__RECORDED DATA__:
%%

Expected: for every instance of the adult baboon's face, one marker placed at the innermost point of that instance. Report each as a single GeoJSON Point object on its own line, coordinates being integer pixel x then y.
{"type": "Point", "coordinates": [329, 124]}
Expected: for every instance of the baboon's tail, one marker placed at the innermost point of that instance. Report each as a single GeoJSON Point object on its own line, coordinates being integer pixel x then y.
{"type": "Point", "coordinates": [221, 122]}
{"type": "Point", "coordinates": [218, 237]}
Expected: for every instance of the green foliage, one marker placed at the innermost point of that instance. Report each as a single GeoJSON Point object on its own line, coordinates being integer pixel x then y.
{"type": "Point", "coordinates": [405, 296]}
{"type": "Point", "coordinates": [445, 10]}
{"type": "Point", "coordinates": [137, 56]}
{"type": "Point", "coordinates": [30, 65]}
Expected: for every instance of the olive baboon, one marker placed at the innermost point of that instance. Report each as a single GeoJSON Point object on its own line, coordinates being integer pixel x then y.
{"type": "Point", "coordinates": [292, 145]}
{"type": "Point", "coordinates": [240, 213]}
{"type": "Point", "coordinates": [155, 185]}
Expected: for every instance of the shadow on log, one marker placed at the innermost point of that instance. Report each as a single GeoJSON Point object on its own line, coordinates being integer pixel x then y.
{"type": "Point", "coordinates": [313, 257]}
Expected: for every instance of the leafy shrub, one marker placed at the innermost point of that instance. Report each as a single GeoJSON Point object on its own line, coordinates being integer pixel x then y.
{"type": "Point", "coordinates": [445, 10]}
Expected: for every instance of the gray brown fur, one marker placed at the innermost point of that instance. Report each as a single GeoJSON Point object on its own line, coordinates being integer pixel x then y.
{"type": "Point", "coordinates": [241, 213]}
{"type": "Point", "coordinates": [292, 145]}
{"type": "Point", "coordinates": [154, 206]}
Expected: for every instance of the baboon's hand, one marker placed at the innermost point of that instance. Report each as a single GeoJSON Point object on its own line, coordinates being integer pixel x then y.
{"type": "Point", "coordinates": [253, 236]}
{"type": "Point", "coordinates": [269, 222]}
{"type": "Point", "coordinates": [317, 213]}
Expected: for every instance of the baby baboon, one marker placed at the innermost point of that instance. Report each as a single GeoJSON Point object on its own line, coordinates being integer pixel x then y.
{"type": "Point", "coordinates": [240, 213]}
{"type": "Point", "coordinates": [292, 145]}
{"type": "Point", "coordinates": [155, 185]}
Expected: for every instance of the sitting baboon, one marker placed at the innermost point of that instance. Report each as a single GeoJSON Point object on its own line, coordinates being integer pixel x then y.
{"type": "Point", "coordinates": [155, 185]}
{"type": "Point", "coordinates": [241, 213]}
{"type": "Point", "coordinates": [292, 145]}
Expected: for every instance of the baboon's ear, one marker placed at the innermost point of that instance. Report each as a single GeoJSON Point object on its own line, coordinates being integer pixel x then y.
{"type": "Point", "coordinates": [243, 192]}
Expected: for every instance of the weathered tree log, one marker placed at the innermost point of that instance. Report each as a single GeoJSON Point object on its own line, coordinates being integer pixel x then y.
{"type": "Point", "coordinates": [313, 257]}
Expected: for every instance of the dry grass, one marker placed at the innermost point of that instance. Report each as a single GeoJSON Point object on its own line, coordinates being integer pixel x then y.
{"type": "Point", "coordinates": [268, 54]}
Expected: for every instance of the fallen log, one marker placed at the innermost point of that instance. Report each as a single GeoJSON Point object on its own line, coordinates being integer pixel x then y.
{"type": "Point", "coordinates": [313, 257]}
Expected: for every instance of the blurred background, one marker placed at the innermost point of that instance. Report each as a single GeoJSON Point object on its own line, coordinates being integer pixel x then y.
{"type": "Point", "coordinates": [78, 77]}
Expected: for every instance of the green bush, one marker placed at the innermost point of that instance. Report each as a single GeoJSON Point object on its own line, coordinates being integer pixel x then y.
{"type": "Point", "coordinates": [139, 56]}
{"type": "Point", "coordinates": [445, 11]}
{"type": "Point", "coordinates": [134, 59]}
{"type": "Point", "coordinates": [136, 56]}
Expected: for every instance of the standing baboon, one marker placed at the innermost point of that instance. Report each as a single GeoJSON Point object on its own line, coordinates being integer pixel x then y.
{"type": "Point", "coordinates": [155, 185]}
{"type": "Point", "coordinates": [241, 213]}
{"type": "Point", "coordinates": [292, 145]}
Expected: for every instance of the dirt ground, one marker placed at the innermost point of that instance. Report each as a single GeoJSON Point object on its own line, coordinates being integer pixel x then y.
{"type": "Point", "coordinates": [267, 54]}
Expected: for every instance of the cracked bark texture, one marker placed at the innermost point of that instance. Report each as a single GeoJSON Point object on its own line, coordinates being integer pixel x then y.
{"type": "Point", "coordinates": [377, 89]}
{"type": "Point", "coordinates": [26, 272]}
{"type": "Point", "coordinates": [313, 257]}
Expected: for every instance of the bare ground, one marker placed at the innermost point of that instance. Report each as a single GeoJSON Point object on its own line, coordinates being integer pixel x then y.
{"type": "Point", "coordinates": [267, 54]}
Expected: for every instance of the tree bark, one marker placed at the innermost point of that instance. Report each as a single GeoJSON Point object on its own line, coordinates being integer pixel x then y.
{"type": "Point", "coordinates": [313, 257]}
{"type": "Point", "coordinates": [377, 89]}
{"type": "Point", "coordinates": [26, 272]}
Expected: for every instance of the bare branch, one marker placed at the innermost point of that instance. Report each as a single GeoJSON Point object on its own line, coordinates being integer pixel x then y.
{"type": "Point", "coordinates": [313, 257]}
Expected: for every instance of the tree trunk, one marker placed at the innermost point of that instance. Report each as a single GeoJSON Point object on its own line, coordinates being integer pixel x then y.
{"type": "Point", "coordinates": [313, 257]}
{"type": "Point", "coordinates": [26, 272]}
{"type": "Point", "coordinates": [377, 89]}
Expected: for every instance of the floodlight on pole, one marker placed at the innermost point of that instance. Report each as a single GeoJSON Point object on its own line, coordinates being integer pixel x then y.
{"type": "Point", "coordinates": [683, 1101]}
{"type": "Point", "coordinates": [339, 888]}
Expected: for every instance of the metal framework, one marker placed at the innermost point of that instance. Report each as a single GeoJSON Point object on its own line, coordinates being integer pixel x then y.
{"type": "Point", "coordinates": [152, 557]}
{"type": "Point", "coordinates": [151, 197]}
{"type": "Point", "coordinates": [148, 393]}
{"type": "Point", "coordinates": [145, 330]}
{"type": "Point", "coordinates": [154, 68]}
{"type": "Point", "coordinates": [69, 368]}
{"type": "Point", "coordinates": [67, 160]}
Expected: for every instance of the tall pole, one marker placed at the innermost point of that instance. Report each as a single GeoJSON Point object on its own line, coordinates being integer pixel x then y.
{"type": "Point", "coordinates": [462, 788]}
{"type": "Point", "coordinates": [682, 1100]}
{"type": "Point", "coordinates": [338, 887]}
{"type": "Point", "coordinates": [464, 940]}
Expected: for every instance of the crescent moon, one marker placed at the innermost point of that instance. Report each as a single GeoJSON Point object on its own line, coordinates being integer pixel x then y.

%%

__YOUR INSTRUCTIONS__:
Starting with the line that contains "Expected: for every instance of the bare branch, one", return each line through the last one of the data above, exactly as written and nothing more.

__TASK SOLUTION__:
Expected: for every instance of the bare branch, one marker placed at the innermost point of that instance. Report each as a single GeoJSON Point object on its own line, coordinates being integer pixel x then y.
{"type": "Point", "coordinates": [313, 257]}
Expected: for every instance of the tree trunk, one marker placed at the innermost point of that instance. Report each as a single GeoJSON Point object on its own line, coordinates being integer pixel x then y.
{"type": "Point", "coordinates": [313, 257]}
{"type": "Point", "coordinates": [26, 272]}
{"type": "Point", "coordinates": [377, 89]}
Expected: for every instance of the floodlight on pole, one marker placed at the innermost point of that instance. Report each as a single GeoJSON Point object on its own line, coordinates being integer pixel x then y.
{"type": "Point", "coordinates": [683, 1101]}
{"type": "Point", "coordinates": [339, 888]}
Expected: for every instance of the metal framework, one marker placed at the innermost point of that instance. Report each as a single GeoJSON Point object on its own line, coordinates being integer pixel x then y.
{"type": "Point", "coordinates": [152, 557]}
{"type": "Point", "coordinates": [151, 197]}
{"type": "Point", "coordinates": [148, 393]}
{"type": "Point", "coordinates": [145, 330]}
{"type": "Point", "coordinates": [154, 68]}
{"type": "Point", "coordinates": [69, 368]}
{"type": "Point", "coordinates": [67, 160]}
Expected: for every instance of the tall pole, one marker placed at the innermost point of that instance. Report each as a single GeoJSON Point object on its own line, coordinates being integer pixel x then y.
{"type": "Point", "coordinates": [462, 788]}
{"type": "Point", "coordinates": [682, 1100]}
{"type": "Point", "coordinates": [338, 887]}
{"type": "Point", "coordinates": [464, 940]}
Expected: for every instance of the crescent moon, one marker placed at the innermost point of that instance. Report each as a single GeoJSON Point object on its own line, coordinates being integer pixel x then y.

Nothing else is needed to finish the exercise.